### Work instructions
Rewrite as a numbered list only the lines below that run from the one containing "Can you find the potted" through the final line, both included, and omit any blank lines.

── The records

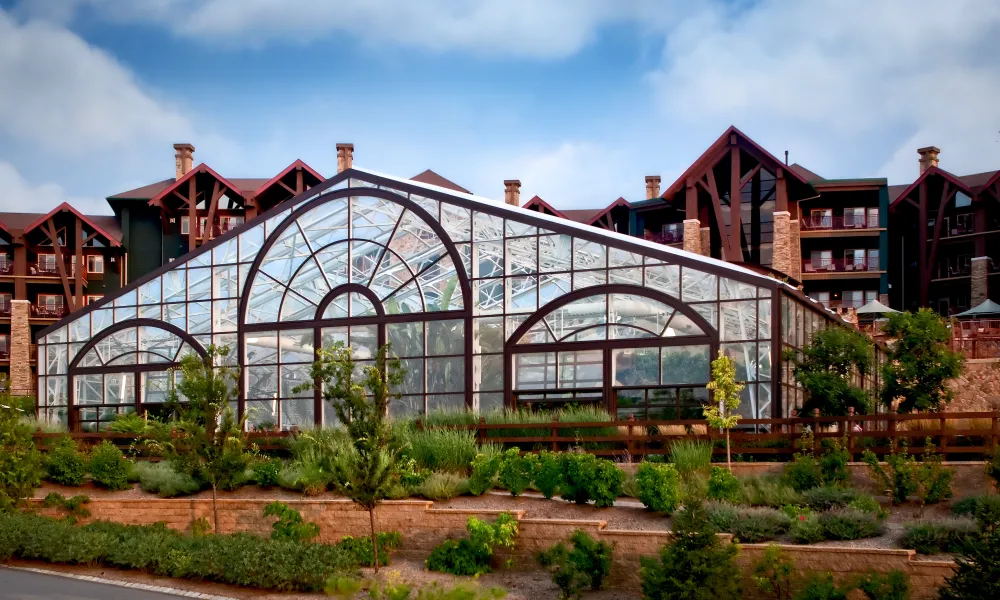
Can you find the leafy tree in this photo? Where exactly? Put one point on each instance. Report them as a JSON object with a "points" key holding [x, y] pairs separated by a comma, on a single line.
{"points": [[826, 366], [210, 446], [360, 398], [919, 361], [721, 414], [20, 463]]}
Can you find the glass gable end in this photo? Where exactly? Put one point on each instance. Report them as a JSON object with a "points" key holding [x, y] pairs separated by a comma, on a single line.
{"points": [[486, 305]]}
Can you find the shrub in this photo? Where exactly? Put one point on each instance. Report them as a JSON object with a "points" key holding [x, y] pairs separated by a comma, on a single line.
{"points": [[265, 472], [549, 477], [847, 524], [657, 486], [65, 464], [586, 477], [289, 524], [108, 467], [472, 555], [934, 537], [825, 498], [360, 549], [517, 471], [723, 485], [749, 525], [162, 479], [695, 566], [803, 473], [894, 585], [766, 490], [443, 486], [239, 559], [587, 564], [820, 586], [806, 529], [772, 574], [484, 472]]}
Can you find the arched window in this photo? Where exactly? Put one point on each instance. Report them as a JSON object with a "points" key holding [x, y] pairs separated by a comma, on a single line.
{"points": [[363, 270], [126, 368]]}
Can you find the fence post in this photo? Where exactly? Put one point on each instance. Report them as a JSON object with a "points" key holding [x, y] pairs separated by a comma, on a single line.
{"points": [[555, 432]]}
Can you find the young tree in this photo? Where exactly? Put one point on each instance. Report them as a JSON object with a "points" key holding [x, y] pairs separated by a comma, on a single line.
{"points": [[211, 446], [721, 414], [825, 369], [360, 398], [920, 363]]}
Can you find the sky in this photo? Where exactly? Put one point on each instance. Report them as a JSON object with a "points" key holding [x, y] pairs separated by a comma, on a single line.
{"points": [[579, 99]]}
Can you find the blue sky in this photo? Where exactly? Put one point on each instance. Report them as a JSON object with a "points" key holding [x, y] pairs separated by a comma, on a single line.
{"points": [[580, 99]]}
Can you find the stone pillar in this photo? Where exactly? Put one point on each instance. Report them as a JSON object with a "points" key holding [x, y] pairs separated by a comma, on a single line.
{"points": [[692, 236], [22, 382], [345, 157], [781, 258], [980, 284], [795, 245]]}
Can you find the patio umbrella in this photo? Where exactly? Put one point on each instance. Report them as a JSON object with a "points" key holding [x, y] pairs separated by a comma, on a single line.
{"points": [[985, 309]]}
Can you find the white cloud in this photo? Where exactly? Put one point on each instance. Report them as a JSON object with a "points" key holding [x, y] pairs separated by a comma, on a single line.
{"points": [[63, 95], [850, 84], [18, 195], [549, 29]]}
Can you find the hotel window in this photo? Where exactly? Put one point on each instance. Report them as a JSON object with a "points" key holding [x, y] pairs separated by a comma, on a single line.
{"points": [[95, 263]]}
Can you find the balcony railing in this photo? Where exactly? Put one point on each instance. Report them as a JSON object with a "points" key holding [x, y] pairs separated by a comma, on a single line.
{"points": [[48, 311], [839, 265], [818, 222]]}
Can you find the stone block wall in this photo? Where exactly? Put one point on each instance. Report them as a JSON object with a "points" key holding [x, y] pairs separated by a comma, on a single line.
{"points": [[423, 527]]}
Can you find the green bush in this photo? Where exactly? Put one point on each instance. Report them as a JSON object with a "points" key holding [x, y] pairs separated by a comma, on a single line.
{"points": [[748, 525], [657, 486], [163, 480], [696, 565], [587, 564], [847, 524], [517, 471], [265, 472], [472, 555], [826, 498], [443, 486], [484, 472], [723, 485], [806, 529], [934, 537], [239, 559], [549, 477], [108, 467], [289, 524], [586, 477], [894, 585], [360, 549], [803, 473], [65, 464], [20, 463]]}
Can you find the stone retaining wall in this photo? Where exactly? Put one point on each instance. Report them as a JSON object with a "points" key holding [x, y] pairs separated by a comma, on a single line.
{"points": [[424, 527]]}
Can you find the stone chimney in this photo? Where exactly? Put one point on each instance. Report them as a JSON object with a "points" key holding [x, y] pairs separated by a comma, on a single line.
{"points": [[345, 157], [652, 186], [183, 159], [512, 192], [928, 157]]}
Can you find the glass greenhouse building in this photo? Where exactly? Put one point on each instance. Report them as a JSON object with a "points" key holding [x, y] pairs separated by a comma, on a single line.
{"points": [[487, 305]]}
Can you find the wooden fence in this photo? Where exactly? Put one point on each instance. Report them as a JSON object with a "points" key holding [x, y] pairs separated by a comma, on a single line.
{"points": [[968, 434]]}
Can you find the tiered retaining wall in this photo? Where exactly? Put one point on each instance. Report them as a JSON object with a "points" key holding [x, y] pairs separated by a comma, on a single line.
{"points": [[423, 527]]}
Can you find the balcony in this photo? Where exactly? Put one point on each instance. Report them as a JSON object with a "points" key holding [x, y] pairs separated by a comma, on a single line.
{"points": [[48, 311], [839, 265], [827, 223]]}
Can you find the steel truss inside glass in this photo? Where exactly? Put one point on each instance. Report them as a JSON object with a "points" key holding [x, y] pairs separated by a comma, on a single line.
{"points": [[486, 305]]}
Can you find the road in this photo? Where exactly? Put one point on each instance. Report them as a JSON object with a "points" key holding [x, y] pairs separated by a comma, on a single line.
{"points": [[24, 585]]}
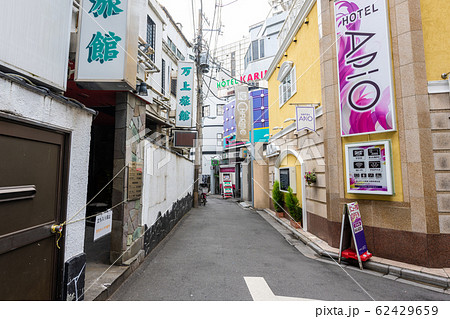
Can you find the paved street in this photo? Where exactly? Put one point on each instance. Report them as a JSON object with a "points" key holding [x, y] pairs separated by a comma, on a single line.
{"points": [[223, 252]]}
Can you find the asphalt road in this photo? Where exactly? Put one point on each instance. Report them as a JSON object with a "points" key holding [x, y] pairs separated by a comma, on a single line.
{"points": [[213, 249]]}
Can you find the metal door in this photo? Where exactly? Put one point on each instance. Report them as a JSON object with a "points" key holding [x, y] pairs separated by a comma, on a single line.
{"points": [[32, 176]]}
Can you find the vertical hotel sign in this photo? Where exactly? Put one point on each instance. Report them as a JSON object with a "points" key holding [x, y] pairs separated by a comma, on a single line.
{"points": [[366, 91], [185, 94], [242, 113], [107, 44]]}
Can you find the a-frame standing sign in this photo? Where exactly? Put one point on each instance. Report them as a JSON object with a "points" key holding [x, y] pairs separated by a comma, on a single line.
{"points": [[351, 227]]}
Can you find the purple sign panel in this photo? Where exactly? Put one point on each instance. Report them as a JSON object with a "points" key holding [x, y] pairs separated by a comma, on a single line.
{"points": [[356, 223], [366, 91]]}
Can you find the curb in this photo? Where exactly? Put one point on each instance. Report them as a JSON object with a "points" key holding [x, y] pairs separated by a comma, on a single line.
{"points": [[132, 264], [384, 269]]}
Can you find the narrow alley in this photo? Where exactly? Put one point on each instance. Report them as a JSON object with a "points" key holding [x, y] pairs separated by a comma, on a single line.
{"points": [[217, 250]]}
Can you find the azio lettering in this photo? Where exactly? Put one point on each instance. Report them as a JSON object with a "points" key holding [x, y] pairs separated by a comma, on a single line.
{"points": [[358, 14]]}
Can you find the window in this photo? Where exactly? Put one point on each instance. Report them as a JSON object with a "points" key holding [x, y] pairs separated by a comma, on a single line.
{"points": [[287, 87], [288, 179], [206, 111], [261, 48], [255, 50], [151, 35], [220, 109], [163, 77]]}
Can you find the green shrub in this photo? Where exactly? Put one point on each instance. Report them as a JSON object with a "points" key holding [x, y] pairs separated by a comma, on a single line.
{"points": [[277, 197], [293, 205]]}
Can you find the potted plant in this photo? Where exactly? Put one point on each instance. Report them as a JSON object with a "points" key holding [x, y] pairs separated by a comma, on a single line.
{"points": [[294, 208], [277, 199], [310, 178]]}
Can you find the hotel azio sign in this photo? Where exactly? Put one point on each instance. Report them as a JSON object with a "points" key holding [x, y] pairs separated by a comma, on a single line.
{"points": [[366, 89]]}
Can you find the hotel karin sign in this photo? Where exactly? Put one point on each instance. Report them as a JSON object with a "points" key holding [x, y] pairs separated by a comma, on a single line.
{"points": [[366, 92]]}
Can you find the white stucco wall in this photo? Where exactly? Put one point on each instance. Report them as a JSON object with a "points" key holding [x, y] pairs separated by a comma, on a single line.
{"points": [[167, 178], [27, 104]]}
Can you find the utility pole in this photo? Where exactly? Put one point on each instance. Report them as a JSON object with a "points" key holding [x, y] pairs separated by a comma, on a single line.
{"points": [[198, 126]]}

────

### Completed exercise
1. Can you find the potted plant in this photo? Where exactly? Put one point on each instance. Report them as a JSON object with a "points" key holding [x, y] pairs separated by a comma, on a single line.
2. {"points": [[294, 208], [277, 199], [310, 178]]}
3. Can you find the hotel azio sign in this photo? Where exactly? Put one point on each instance. Report them as a JSON object with a "points" key holding [x, y] pairs separated by a comma, on a single line.
4. {"points": [[366, 89]]}
5. Can you find the hotel karin sign in this photo? Where exactly? Put one point on each instance. Report them as a JSON object with a "points" key holding [x, y] pairs separated by a comma, on a single line.
6. {"points": [[366, 92]]}
7. Can you find the white stucco wall in this photo? Where exactly? Put one point on each instance. Report them as a JSON object with a "points" key holding [x, y] pairs separated by a comma, on a single line.
8. {"points": [[167, 178], [27, 104]]}
9. Can you find the utility pole in this photo? Where exactly? Put one point on each instance. Report them as a JSON object with a "points" key holding [x, y] pairs separated by a comma, on a single line.
10. {"points": [[198, 126]]}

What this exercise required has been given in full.